= WHAT THE TASK ASKS =
Set down, word for word, the part of the comments on poverty below starting with "Americans themselves are" and going on through "understand their plight.".

Americans themselves are not without blame – they are addicted to consuming, trusting of the medical practitioners (and previously bankers) and often too stupid to understand their plight.
So America is seeing more division between the rich and the poor and nobody seems concerned enough to do something.
I’ve done lots of business in 3rd world countries and the norm is the government makes noise about helping the poor but all the while everyone in the government and their friends in business are stealing everything they can. Here in the US, it’s the for-profit businesses causing the problems and they are able to control the government through unbridled lobbying.
When the US recognizes the decline it is in, it will blame unbridled capitalism.
Susan Taylor
The the long term base answer is really knowledge. The kind of knowledge that solves the problems that make and keep adults poor. There are few “stupid” people, just people who have learned by hook or by crook to solve small problems when the big problems are kept out of the curriculuum until the few who study at a higher level are too few and/or too greedy to solve them. The simplicity and responsibility should be part of the curriculuum starting in kindergarten. Home economics should be put back in the curriculuum also starting in kindergarten. Such economics would include the the costs that need to be addressed and planned for that make or keep a family or individual poor. Sesame Street could show us the way.

= LISTED RECORDS =

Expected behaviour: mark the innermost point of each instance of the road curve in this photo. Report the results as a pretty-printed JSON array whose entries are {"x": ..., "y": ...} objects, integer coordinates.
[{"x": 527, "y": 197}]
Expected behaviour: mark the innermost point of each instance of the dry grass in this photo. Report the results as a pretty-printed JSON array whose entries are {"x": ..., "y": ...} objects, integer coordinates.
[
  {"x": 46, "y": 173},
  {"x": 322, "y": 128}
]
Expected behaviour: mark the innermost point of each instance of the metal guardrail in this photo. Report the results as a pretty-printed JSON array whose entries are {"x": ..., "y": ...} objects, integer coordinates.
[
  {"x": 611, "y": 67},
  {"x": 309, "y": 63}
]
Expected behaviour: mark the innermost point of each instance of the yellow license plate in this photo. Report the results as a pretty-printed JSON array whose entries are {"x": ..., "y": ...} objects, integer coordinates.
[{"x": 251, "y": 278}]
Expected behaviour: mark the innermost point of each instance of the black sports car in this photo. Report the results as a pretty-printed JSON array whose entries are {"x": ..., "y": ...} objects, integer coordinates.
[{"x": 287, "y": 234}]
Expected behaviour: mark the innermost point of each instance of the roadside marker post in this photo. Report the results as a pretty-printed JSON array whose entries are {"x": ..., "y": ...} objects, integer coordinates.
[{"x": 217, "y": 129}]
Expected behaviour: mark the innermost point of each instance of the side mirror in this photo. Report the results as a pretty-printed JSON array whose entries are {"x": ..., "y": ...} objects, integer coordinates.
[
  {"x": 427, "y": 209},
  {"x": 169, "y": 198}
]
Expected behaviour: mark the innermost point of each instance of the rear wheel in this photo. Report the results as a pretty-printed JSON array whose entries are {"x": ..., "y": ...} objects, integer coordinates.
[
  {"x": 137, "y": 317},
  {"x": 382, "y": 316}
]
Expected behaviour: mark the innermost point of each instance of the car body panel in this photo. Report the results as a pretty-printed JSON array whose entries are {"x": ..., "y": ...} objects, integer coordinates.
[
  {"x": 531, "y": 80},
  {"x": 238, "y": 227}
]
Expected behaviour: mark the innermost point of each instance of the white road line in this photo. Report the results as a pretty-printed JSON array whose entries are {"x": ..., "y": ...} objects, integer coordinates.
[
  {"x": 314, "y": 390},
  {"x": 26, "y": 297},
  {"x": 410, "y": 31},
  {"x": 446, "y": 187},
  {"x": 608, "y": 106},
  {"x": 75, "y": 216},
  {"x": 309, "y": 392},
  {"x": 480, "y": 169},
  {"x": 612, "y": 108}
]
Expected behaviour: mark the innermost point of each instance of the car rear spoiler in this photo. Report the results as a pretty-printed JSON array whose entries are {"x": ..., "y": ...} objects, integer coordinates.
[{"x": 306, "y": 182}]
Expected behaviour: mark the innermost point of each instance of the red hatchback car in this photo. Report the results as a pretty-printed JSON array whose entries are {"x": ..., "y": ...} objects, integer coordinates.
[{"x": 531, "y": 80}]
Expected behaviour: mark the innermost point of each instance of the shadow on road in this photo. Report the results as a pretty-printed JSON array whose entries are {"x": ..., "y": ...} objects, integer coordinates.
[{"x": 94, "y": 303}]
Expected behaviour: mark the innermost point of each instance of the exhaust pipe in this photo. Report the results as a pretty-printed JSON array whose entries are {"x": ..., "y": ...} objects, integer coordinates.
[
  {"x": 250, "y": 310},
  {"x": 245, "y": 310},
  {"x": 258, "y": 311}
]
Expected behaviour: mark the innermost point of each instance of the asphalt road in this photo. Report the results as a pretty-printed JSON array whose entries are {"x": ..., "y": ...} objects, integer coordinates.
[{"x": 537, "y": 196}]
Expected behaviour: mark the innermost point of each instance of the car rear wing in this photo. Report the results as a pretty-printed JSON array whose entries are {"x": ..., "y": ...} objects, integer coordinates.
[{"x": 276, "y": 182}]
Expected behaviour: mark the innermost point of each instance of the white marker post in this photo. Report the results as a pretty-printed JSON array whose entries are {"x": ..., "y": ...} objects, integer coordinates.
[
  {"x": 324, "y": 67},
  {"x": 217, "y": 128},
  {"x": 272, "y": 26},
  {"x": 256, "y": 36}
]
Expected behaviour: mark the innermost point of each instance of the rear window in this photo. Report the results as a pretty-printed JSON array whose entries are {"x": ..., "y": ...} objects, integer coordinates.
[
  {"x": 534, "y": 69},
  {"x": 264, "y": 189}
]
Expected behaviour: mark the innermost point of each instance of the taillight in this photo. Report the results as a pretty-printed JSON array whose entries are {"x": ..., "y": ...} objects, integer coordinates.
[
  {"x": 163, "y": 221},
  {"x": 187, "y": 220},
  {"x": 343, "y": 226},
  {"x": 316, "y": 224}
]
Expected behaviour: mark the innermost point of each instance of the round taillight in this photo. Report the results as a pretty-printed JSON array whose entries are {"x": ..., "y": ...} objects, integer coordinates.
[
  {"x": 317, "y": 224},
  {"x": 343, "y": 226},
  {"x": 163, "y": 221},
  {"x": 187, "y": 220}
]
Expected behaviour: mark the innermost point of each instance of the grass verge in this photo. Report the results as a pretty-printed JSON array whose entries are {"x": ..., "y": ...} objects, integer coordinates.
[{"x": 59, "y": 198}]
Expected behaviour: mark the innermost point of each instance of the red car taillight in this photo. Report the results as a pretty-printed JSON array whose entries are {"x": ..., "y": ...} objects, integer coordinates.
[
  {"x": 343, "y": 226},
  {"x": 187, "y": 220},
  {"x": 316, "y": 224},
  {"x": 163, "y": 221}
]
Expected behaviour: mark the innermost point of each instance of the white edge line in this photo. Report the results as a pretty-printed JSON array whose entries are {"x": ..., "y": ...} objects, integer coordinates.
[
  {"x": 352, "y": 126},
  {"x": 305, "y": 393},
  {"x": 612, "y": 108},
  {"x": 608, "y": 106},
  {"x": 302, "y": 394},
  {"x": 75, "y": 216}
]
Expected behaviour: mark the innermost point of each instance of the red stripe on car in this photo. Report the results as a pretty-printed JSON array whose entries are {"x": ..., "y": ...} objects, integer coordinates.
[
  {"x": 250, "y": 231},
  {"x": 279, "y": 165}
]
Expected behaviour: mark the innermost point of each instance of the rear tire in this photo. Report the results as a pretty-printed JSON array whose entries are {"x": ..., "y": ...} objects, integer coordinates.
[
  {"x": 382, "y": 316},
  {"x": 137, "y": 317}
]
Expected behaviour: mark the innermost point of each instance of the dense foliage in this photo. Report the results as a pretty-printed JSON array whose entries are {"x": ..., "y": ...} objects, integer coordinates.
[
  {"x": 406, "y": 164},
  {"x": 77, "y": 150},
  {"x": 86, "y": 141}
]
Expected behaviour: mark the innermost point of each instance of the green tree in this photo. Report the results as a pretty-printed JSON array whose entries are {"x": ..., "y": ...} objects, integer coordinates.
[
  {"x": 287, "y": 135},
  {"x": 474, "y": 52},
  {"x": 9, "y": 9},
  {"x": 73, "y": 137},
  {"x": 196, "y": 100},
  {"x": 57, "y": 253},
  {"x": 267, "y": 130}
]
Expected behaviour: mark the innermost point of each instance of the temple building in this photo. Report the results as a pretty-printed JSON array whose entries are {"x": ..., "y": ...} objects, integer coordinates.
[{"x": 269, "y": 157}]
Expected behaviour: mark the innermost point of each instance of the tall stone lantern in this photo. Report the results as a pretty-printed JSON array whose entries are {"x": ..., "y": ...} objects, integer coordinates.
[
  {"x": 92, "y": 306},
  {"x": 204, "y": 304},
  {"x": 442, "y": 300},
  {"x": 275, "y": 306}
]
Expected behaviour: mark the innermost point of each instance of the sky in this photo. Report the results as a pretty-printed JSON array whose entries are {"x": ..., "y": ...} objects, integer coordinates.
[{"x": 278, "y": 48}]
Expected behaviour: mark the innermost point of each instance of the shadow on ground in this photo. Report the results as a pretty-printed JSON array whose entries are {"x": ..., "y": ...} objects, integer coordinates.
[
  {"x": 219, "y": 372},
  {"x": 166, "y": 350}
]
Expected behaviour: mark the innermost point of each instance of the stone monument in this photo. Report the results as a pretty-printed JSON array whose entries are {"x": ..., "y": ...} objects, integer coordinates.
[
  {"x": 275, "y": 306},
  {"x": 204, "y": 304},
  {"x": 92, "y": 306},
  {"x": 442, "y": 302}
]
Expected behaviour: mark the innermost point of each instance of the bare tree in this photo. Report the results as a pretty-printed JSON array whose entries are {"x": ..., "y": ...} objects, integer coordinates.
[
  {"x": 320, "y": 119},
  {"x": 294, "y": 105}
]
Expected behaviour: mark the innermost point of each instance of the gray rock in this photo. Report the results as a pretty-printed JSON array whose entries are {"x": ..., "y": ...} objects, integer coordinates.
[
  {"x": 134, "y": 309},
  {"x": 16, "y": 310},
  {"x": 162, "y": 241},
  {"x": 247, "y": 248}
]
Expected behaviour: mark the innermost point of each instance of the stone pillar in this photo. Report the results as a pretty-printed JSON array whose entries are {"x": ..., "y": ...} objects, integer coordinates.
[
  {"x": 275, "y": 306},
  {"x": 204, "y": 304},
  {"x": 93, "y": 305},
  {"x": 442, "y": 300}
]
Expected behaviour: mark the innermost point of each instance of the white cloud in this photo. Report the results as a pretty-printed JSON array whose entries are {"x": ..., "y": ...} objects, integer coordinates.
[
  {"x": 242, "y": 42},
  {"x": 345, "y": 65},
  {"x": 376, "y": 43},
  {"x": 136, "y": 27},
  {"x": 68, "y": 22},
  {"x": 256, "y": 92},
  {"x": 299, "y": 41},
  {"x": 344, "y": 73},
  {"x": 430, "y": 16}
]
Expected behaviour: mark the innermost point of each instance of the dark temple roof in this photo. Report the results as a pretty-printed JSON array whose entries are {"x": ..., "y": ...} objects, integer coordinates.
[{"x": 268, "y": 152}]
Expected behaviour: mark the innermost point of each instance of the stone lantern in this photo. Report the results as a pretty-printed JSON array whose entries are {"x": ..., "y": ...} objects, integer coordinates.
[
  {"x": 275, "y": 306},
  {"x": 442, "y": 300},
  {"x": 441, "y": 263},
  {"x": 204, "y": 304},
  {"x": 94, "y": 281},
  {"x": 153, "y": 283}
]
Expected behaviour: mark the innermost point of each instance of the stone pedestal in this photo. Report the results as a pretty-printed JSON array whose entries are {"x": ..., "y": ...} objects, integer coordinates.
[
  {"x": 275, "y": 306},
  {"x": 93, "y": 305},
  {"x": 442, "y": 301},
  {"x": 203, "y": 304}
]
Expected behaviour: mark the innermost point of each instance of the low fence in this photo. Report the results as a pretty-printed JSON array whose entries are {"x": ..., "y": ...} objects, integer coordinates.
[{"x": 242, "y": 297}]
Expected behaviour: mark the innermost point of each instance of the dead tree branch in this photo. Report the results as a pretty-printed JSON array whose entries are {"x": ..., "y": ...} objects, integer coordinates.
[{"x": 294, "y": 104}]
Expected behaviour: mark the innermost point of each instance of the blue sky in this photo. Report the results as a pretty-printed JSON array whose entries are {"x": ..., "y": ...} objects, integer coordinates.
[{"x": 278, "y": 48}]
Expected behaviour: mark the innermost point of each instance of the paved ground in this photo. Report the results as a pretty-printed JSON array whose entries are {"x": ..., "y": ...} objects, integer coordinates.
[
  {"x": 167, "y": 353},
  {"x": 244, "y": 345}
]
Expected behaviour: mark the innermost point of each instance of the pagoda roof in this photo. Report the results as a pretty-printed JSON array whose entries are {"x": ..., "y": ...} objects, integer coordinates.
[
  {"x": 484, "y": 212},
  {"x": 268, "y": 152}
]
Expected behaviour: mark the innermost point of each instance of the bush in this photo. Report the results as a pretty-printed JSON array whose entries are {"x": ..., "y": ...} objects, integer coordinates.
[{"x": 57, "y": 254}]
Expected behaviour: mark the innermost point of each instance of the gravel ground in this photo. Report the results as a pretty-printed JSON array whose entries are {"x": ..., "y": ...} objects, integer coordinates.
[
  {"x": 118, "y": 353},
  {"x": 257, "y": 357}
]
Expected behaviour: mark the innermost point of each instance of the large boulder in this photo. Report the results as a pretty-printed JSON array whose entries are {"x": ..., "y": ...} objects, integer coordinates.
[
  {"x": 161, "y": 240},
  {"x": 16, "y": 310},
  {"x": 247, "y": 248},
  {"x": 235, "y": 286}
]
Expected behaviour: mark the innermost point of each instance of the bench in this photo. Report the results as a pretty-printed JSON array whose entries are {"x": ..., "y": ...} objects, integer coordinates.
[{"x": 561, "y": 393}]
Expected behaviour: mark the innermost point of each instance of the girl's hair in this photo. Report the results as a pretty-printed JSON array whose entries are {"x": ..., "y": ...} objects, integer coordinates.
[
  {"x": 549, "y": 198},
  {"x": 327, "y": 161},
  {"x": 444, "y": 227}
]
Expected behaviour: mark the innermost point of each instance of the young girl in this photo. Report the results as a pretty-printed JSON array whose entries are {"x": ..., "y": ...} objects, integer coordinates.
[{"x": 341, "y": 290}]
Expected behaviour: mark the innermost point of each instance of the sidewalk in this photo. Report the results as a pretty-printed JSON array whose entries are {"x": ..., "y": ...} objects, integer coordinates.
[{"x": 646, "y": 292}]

= EXERCISE SOLUTION =
Americans themselves are not without blame – they are addicted to consuming, trusting of the medical practitioners (and previously bankers) and often too stupid to understand their plight.